_Requirements_
Write out the records below, word for word, from the line with "Note to the class: identify the tree" through the end of the records.
****************
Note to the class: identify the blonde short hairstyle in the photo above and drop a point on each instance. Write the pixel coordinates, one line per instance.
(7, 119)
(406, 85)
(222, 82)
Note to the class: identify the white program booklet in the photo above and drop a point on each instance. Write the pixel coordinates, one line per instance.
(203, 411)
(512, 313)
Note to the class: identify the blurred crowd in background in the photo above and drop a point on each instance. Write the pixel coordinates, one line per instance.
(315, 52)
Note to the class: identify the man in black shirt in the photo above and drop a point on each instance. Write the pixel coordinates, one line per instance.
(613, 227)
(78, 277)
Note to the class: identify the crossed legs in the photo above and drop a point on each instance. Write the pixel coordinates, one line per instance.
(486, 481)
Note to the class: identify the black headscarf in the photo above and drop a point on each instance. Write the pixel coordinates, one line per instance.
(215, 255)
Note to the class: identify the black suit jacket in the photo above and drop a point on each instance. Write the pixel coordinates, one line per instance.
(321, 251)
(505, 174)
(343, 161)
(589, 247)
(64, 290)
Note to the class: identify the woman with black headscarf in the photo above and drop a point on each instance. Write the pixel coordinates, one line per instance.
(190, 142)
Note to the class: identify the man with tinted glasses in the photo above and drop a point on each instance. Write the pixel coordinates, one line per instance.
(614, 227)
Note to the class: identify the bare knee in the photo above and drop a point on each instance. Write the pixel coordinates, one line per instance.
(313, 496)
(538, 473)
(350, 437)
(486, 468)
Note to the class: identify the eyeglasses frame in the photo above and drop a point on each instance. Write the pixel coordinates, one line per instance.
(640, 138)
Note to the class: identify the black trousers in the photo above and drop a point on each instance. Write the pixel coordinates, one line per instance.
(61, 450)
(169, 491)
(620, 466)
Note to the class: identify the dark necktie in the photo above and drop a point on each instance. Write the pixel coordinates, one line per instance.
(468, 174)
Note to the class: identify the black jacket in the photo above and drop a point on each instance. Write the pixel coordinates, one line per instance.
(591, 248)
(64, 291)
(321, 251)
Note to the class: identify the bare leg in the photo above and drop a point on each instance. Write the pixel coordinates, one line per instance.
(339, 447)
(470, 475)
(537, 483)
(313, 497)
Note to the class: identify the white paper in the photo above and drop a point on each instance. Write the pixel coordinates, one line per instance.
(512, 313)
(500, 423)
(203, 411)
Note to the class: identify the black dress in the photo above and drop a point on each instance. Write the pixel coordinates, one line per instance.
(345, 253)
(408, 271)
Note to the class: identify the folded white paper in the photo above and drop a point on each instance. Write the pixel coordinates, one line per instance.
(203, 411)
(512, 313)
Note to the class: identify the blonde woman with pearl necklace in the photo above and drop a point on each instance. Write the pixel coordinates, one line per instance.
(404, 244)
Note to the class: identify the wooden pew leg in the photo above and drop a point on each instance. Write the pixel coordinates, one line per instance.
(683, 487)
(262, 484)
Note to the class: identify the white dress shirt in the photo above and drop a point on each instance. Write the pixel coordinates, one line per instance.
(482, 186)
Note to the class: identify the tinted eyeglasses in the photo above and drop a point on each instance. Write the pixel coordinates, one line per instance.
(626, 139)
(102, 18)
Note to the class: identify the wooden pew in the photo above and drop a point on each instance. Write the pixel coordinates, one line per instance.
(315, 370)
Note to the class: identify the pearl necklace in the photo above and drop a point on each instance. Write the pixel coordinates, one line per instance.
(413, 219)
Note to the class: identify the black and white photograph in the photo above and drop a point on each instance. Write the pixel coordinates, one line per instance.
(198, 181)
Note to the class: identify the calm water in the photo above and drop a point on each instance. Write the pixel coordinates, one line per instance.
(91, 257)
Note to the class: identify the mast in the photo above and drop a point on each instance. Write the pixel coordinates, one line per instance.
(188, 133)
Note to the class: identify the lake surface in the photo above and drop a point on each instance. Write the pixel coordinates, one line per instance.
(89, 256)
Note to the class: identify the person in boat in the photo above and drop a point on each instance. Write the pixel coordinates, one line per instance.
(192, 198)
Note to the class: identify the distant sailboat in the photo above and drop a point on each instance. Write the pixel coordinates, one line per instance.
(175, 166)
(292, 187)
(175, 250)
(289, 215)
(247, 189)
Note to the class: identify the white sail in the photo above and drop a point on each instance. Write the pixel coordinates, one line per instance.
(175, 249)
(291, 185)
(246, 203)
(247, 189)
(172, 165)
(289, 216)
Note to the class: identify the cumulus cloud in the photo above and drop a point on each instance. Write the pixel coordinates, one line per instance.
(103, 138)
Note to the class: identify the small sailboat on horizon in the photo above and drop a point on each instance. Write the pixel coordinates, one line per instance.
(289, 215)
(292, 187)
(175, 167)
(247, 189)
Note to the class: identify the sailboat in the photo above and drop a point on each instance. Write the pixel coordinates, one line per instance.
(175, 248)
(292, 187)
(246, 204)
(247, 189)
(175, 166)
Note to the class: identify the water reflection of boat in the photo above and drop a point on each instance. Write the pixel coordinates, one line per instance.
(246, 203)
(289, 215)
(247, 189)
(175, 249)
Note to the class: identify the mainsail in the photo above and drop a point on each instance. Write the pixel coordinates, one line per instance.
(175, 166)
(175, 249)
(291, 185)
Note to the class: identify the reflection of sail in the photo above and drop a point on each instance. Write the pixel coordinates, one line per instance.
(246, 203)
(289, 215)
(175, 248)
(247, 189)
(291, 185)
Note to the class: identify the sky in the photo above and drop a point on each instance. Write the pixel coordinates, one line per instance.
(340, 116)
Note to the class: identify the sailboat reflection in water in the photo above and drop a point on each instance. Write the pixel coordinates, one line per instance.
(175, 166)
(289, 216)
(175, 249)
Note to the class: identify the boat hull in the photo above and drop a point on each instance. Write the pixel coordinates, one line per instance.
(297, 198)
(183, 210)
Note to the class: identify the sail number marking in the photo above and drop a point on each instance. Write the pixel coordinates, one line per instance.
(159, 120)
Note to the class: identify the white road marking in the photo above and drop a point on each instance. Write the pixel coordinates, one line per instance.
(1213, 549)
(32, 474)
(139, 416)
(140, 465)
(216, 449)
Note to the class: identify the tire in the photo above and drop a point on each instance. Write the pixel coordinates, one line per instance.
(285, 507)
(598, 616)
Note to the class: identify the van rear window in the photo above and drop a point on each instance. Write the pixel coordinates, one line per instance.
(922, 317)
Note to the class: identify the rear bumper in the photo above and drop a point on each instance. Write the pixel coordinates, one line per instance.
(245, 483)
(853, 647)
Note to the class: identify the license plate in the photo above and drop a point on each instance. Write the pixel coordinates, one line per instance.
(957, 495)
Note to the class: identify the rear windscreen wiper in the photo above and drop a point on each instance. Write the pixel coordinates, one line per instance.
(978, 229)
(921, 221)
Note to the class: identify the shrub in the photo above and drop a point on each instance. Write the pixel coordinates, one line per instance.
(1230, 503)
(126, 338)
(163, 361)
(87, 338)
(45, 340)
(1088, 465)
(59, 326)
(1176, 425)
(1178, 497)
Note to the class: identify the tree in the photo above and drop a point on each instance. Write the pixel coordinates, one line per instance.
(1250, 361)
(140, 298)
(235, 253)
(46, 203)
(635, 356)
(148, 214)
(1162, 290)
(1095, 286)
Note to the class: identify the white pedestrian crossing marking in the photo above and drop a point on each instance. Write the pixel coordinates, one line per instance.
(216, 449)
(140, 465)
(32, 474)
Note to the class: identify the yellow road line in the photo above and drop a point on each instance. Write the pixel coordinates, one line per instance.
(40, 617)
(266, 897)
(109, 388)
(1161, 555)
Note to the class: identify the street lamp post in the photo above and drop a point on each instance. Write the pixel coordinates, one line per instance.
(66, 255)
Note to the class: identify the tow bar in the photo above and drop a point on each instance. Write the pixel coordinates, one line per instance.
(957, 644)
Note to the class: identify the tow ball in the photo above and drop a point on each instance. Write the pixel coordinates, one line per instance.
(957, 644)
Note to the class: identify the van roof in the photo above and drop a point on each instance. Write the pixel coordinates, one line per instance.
****************
_Response_
Note to the class: identify the tree in the photo above and drop a point on each instance. Write the pixel coordinates, one line per instance.
(1250, 361)
(140, 298)
(235, 253)
(46, 203)
(635, 356)
(148, 214)
(1162, 290)
(1095, 286)
Note to the class: identify the white pedestrian crossing marking in the photo above and drop a point on each instance. Write the pixel coordinates, one line per instance.
(216, 449)
(140, 465)
(32, 474)
Note to the class: identify the yellow road line in the photo above and drop a point on each instance. Write the pixel coordinates, one line per instance.
(40, 617)
(266, 897)
(109, 388)
(1161, 555)
Note to the class: identify the street lamp post in the photo above and drop a point on each instance. Write the pixel coordinates, one line per instance.
(66, 255)
Note to the class: identify the tow bar in the photo above and drop a point on each instance. Write the pixel coordinates, one line per instance.
(957, 644)
Note to the class: identify the tow ball in the photo above and drop a point on each instance. Write the pixel coordinates, one line per instance.
(957, 644)
Note to the class: identify the van roof in the photo above and drop a point on each instance. Write the pixel coordinates, one line per instance.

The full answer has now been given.